• **Extract provided**
---*---
# A few of my set ups...



## funkymonk (Feb 3, 2012)

G rosea adult female in Exo Terra medium plastic faunarium with coco fibre, cork bark, fake plants and live moss





G pulchra sub adult in Exo Terra medium plastic faunarium with coco fibre, cork bark hide, resin aquarium decor mango root, live moss





P murinus adult female in Exo Terra medium plstic faunarium with coco fibre and natural tree roots




more to follow...


----------



## funkymonk (Feb 3, 2012)

B smithi 3 inch juvi in medium Braplast plastic box with coco fibre, cork bark hide and live moss. For some reason it has taken to sitting out on top of the hide as can be seen in pic.




C cyanobubescens 2 inch Juvi in medium Braplast plastic box, coco fibre / vermiculite mix, plastic film canister for hide, fake plants and small pieces of cork bark for webbing anhor. Webbing by spider




B vagans 1.75 inch juvi in recycled live food container left over from crickets bought from pet shop with coco fibre, cork bark and live moss




LP 1.75 inch sling in another recycled live food container with coco fibre, cork bark and live moss

Reactions: Like 1


----------



## Frostbite (Feb 4, 2012)

Some nice enclosures! Thank you for sharing!

Reactions: Like 1


----------



## funkymonk (Feb 10, 2012)

Frostbite said:


> Some nice enclosures! Thank you for sharing!


Thanks! All very cheap set ups, here in UK the Exo Terra plastic fuanariums are around £9 GBP, the Braplast boxes about £3.50 GBP, the live food boxes for the juvi's come free with the crickets and are quite strong ridgid ventilated plastic, doing my bit for the environment by recycling lol, but the cheap flimsy ones I get from some stores I just throw away. As these are on display in my living room I like to make the set ups look a little natural.


----------



## Fuma (Feb 18, 2012)

nice.. keepin it simple i like it

Reactions: Like 1


----------



## SC Tarantulas (Feb 18, 2012)

> B smithi 3 inch juvi in medium Braplast plastic box with coco fibre, cork bark hide and live moss. For some reason it has taken to sitting out on top of the hide as can be seen in pic.


From what I see in the photo the B. smithi's substrate looks very damp except where he/she is at (above the hide). I would recommend to dry out the substrate. As for as the setups.... very nice!

Reactions: Like 1


----------



## Rob1985 (Feb 18, 2012)

nice setups, but I'd suggest more substrate for your P. murinus though.

Reactions: Like 1


----------



## funkymonk (Feb 22, 2012)

Brad1980 said:


> From what I see in the photo the B. smithi's substrate looks very damp except where he/she is at (above the hide). I would recommend to dry out the substrate. As for as the setups.... very nice!
---*---
• **Records shown**
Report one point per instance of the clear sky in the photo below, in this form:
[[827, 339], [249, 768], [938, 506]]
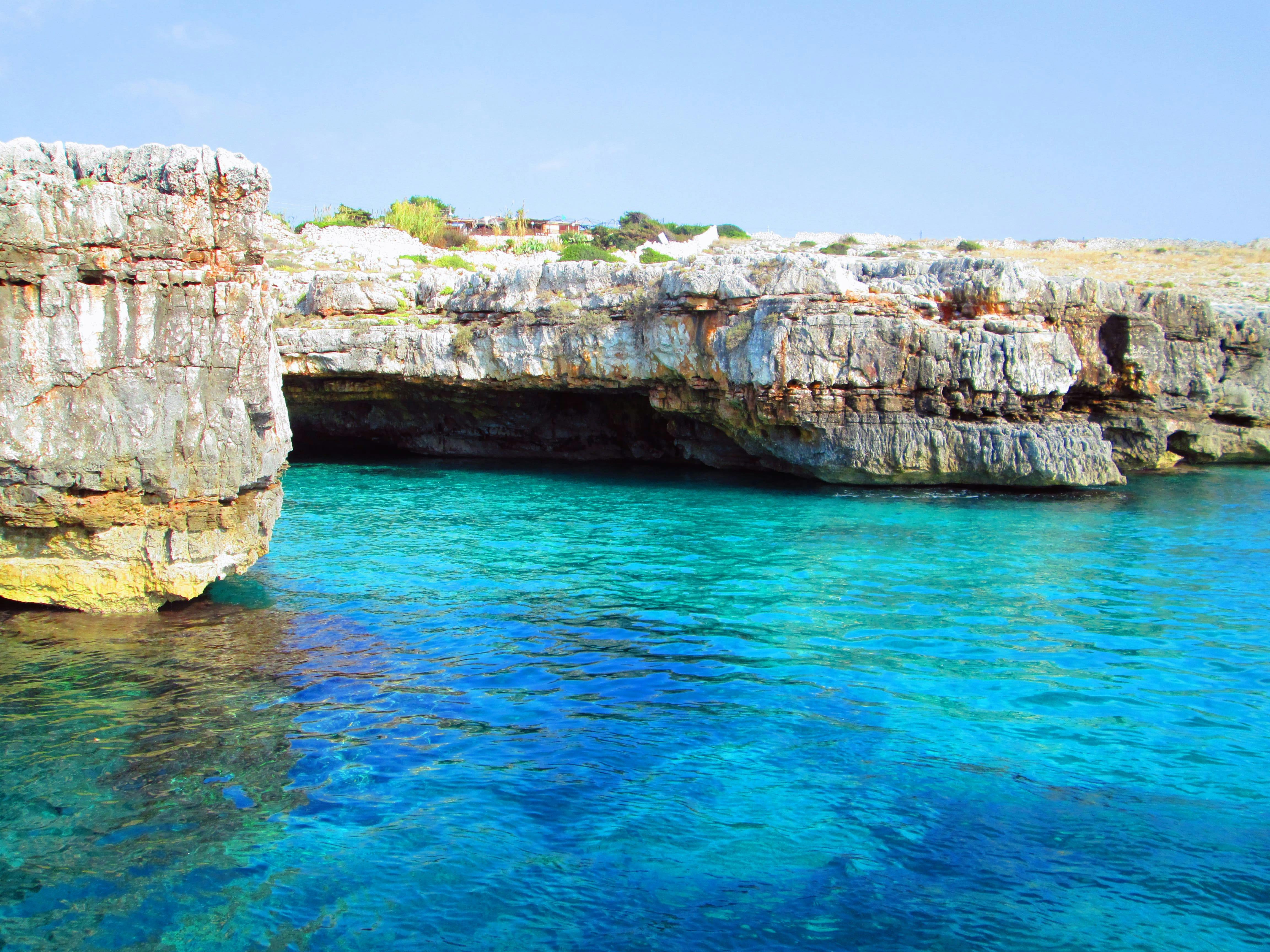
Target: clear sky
[[982, 120]]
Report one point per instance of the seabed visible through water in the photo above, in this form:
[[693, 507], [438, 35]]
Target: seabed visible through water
[[484, 706]]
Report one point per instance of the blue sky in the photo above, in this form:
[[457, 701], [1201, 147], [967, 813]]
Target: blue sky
[[982, 120]]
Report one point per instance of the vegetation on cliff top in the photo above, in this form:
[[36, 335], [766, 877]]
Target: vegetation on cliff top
[[636, 228]]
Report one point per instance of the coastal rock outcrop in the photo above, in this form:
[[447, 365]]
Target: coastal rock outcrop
[[870, 371], [143, 427]]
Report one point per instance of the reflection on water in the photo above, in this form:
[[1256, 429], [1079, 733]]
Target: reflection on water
[[595, 709], [143, 762]]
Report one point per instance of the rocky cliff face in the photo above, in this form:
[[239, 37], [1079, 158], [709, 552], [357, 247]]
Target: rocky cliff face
[[143, 427], [847, 370]]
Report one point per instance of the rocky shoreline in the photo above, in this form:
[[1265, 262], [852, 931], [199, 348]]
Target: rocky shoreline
[[148, 402], [144, 428]]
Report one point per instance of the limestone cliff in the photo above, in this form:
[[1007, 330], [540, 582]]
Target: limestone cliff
[[847, 370], [143, 427]]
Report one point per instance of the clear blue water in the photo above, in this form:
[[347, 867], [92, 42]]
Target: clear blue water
[[487, 707]]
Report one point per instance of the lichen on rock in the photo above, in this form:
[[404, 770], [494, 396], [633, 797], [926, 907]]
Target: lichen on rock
[[143, 427]]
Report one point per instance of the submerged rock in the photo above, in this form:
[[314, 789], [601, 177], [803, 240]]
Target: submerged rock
[[143, 427]]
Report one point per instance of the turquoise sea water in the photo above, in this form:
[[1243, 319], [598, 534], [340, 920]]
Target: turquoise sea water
[[486, 707]]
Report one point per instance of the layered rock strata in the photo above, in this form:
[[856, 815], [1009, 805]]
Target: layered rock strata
[[143, 427], [851, 371]]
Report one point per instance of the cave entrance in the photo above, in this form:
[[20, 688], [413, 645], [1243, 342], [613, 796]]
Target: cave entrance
[[347, 418]]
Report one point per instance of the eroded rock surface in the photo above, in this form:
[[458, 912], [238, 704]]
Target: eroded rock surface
[[143, 426], [847, 370]]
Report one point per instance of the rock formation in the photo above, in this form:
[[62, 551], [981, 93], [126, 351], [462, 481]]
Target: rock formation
[[143, 427], [847, 370]]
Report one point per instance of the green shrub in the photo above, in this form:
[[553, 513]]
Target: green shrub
[[422, 218], [563, 310], [587, 253], [345, 216], [453, 238], [595, 322], [652, 257], [454, 262], [636, 229]]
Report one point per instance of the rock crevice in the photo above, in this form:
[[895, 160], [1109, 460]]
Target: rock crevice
[[144, 427]]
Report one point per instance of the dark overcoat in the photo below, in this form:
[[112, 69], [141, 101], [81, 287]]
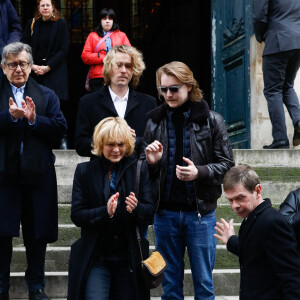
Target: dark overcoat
---*---
• **To-do list**
[1] According to the forum thread on tarantula setups, what serves as the hide for the C cyanobubescens?
[2] Pull out each line of the records in which the word "eroded" appears.

• **Task-by-task solutions**
[1] A plastic film canister.

[2]
Report one point per instance of the eroded rock surface in the photo above, in this form:
Target: eroded rock surface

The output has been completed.